* Challenge
Copy out the rows below verbatim, starting at the line that contains "path in the photo above." and ending at the line that contains "pixel 163 219", with both of those lines included and nothing else.

* Provided records
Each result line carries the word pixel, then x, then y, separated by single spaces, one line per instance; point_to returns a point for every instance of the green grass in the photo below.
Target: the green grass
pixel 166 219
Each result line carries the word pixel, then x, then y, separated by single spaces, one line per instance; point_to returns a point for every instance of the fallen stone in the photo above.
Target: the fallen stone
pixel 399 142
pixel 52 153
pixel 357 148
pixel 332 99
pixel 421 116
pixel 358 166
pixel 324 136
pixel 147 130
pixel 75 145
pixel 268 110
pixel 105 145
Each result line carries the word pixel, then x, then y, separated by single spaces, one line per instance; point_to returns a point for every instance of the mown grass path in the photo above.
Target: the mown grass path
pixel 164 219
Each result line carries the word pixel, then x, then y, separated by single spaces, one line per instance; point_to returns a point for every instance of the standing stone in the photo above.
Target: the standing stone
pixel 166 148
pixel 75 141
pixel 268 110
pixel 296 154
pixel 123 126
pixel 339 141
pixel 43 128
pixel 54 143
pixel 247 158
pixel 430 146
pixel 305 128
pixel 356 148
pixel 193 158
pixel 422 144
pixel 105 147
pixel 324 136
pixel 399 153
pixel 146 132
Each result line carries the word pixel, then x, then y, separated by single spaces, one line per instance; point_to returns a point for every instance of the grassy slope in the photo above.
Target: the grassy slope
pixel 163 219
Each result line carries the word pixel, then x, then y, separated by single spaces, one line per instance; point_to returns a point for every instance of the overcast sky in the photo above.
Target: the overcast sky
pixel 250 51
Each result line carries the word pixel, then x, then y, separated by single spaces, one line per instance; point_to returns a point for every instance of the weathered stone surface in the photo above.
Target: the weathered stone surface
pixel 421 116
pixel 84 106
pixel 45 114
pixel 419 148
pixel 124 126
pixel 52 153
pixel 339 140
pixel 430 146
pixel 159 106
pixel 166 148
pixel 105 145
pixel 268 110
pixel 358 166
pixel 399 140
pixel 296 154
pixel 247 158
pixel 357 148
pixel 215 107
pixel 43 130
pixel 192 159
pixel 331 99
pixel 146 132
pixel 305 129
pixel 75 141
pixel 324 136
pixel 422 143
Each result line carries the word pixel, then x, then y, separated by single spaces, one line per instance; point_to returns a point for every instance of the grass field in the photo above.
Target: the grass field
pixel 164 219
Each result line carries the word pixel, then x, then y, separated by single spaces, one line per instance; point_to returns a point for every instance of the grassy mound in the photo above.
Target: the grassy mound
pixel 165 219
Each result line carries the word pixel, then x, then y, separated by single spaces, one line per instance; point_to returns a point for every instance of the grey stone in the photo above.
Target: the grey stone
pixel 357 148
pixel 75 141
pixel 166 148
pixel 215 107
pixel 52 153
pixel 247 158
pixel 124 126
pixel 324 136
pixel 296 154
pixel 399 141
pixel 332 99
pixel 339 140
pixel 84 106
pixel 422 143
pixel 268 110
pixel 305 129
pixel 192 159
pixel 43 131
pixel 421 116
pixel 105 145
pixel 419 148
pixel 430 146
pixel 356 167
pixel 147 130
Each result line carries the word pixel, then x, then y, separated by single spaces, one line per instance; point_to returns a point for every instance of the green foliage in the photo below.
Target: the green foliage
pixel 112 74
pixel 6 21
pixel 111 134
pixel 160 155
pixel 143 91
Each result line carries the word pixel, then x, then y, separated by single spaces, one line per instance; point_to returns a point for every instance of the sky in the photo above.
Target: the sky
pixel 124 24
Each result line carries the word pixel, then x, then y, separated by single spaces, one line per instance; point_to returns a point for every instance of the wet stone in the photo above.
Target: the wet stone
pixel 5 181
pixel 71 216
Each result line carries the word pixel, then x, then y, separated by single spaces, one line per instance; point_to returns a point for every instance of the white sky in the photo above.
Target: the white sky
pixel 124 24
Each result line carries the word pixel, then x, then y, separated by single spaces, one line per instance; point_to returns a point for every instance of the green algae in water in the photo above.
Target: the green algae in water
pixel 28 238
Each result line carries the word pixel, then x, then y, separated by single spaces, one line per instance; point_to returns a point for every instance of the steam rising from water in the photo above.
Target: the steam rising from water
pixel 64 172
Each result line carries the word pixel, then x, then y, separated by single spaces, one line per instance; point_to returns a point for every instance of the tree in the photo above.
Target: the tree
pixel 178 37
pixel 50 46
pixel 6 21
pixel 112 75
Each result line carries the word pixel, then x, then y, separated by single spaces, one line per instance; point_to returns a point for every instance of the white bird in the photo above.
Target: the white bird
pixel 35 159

* Output for this exercise
Each result line carries the word pixel, then x, then y, separated by single spaces, one line per instance; point_to returns a point for every instance of the mown grass path in the photo above.
Target: the mown grass path
pixel 164 219
Each result line carries the word pixel, then x, then y, separated by single spaces, one line per instance; point_to returns a point for every instance of the standing stone in the photo above.
Target: the standing stone
pixel 166 148
pixel 75 141
pixel 268 110
pixel 296 154
pixel 123 126
pixel 339 141
pixel 43 128
pixel 54 143
pixel 247 158
pixel 430 146
pixel 305 128
pixel 356 148
pixel 193 158
pixel 422 144
pixel 105 147
pixel 324 136
pixel 399 153
pixel 146 132
Each result line carries the word pixel, then x, then y, separated by single spaces, one line per instance; point_to returns a point for every instance of the grassy slope in the photo above.
Target: the grassy slope
pixel 163 219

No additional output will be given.